### Görev tanımı
Belediye yönetimlerinin seçim vaatlerini eleştiren aşağıdaki sayfa alıntısını, son cümlesinden sonra gelecek biçimde devam ettirin.

### Sayfa alıntısı

Kaldırım işgallerini önleyemeyen, kaldırımları halkın kullanımına açamayan belediye yönetimleri kentlere ‘çağ’ atlatma vaadiyle seçime giriyor!..
Otopark sorununu çözemeyenler ‘ulaşım’ da neredeyse uzay teknolojisi kullanma sözü verecek kadar çıtayı yükseltiyor!..
Kentin sokaklarını temizlemekten, güzel bir görünüme kavuşturmaktan aciz olanlar, Paris’i kıskandırmanın hayalini kuruyor!..
Çöpleri toplamayı beceremeyenler, ‘geri dönüşüm’ diyerek komik oluyorlar!...
Her yıl doğaya karşı yaptıkları altyapı çalışmaları kafalarına yıkılanlar, çocukların ölümünden bile ders almıyor!..
Yılın 300 günü güneş alan kentte güneş enerjisini çatıları işgal eden su ısıtma tesislerinden öteye götüremeyenler temiz enerjiyi sözde gündemlerine alarak boşa enerji harcıyorlar!...
Verimli tarım arazilerini imara açanlar her ilçeye hal, tarımsal destek sözü veriyor!...
Meraları yok edip, hayvancılığı engelli atlamaya dönüştürenler her ilçeye mezbahane sözü veriyor!...

### Alıntılanan veriler
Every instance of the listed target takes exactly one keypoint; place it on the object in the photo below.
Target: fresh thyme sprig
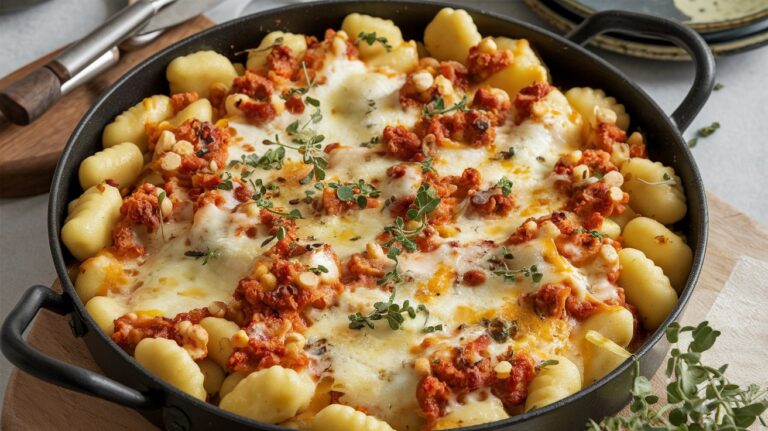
(206, 255)
(372, 38)
(665, 179)
(426, 201)
(513, 274)
(437, 106)
(699, 397)
(272, 159)
(359, 192)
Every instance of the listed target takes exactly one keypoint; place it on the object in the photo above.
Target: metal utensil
(28, 98)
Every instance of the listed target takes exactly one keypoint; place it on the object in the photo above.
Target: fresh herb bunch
(272, 159)
(513, 274)
(699, 397)
(205, 255)
(372, 38)
(425, 202)
(359, 192)
(437, 106)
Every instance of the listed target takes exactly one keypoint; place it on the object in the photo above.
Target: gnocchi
(121, 163)
(197, 72)
(170, 362)
(271, 395)
(553, 383)
(665, 248)
(646, 286)
(130, 126)
(654, 190)
(88, 227)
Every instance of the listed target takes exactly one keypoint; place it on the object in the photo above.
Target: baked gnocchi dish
(361, 232)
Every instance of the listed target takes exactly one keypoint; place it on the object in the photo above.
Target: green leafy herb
(226, 183)
(706, 131)
(426, 201)
(512, 275)
(505, 185)
(426, 166)
(272, 159)
(319, 269)
(206, 255)
(699, 397)
(279, 235)
(437, 106)
(372, 38)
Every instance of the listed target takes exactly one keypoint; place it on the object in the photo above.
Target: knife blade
(177, 13)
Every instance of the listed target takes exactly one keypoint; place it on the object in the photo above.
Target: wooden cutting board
(28, 154)
(31, 404)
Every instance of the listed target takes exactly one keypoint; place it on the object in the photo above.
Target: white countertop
(732, 161)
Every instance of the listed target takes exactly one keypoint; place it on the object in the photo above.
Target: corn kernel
(421, 367)
(240, 339)
(613, 178)
(422, 80)
(503, 369)
(183, 148)
(374, 251)
(616, 194)
(268, 280)
(487, 46)
(170, 162)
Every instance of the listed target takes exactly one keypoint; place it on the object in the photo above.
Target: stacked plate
(729, 26)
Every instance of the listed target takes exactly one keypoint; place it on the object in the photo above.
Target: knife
(26, 99)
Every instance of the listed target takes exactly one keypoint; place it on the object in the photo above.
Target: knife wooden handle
(28, 98)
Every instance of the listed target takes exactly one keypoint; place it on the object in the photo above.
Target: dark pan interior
(569, 65)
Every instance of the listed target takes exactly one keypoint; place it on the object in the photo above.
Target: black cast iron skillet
(131, 385)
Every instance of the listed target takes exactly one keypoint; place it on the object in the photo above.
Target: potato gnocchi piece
(654, 190)
(584, 100)
(196, 72)
(198, 110)
(662, 246)
(129, 126)
(104, 310)
(526, 68)
(214, 375)
(171, 363)
(402, 59)
(646, 287)
(220, 332)
(340, 417)
(356, 23)
(271, 395)
(97, 275)
(450, 34)
(88, 227)
(473, 413)
(257, 58)
(121, 163)
(617, 326)
(553, 383)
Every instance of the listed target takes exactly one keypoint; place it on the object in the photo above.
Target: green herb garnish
(699, 397)
(372, 38)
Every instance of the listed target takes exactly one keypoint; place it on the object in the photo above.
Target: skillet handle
(28, 359)
(680, 35)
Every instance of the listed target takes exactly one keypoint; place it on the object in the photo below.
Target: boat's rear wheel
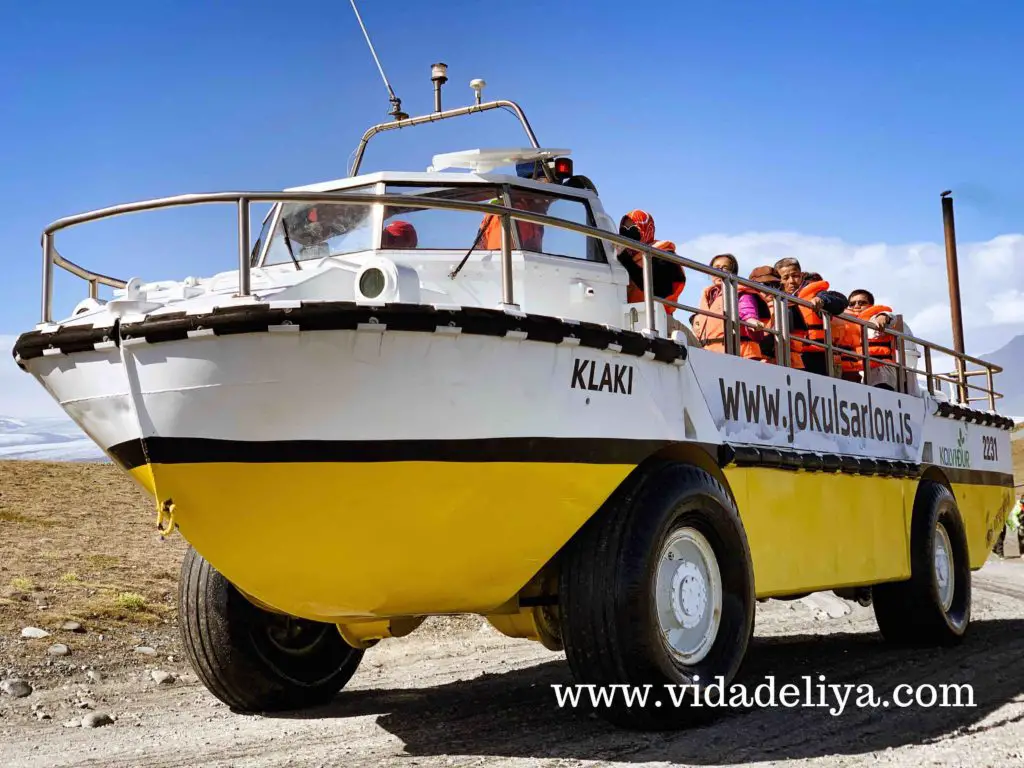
(254, 659)
(657, 590)
(933, 607)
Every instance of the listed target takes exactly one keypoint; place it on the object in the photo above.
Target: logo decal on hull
(613, 378)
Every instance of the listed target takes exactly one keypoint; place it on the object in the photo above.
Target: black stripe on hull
(132, 454)
(515, 450)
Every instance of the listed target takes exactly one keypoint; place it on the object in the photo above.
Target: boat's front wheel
(656, 592)
(254, 659)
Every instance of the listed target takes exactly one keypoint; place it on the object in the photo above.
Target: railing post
(730, 307)
(508, 298)
(782, 327)
(865, 349)
(829, 357)
(962, 381)
(47, 308)
(244, 237)
(648, 293)
(902, 371)
(928, 370)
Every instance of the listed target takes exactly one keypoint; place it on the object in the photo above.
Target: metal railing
(730, 316)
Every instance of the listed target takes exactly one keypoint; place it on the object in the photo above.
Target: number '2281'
(990, 449)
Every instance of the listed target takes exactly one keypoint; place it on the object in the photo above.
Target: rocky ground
(115, 690)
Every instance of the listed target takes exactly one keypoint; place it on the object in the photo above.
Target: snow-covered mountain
(46, 438)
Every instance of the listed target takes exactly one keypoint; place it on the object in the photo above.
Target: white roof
(481, 161)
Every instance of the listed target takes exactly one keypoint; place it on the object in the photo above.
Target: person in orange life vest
(846, 336)
(769, 278)
(752, 307)
(668, 278)
(880, 344)
(530, 235)
(795, 283)
(398, 235)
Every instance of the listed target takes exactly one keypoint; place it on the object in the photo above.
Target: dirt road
(458, 693)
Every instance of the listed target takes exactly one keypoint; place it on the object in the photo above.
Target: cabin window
(439, 229)
(556, 241)
(308, 230)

### Görev çıktısı
Denizleri kaderine terk ederek arıtmayı göstermelik tesislerden öteye götüremeyenler, denizin üzerinde yürürcesine mucizeler gerçekleştirmenin vaatlerini verebiliyor!...
Daha kendi ekipleri ile çalışamayıp seçimin ertesi günü birbirlerine düşenler herkese mavi boncuk dağıtıp ‘birlikte yönetim’ sözü veriyor!
‘İmar’ denilince akıllarına sadece rant gelen ve plan tadilatları ile kenti talan edenler evcilik gibi ‘şehircilik’ oynuyor!..
Kentsel dönüşümü ağızlarına almaya korkanlar sosyal konut-uydu kent yapabileceğine bir tek kendisini inandırıyor!...
Üstelik sanki bunları yapabilmiş gibi bir de vizyon projeler açıklıyorlar!
Siz önce çöpleri toplayın, kaldırımları işgalden kurtarın! Otopark sorununu çözüp, açtığınız derelerin üzerini kapatarak çocukların ölmesini engelleyin! Kentsel dönüşüm yapmadan, metro-metrobüs-teleferik yapılamayacağını, yapılmaması gerektiğini idrak edin!...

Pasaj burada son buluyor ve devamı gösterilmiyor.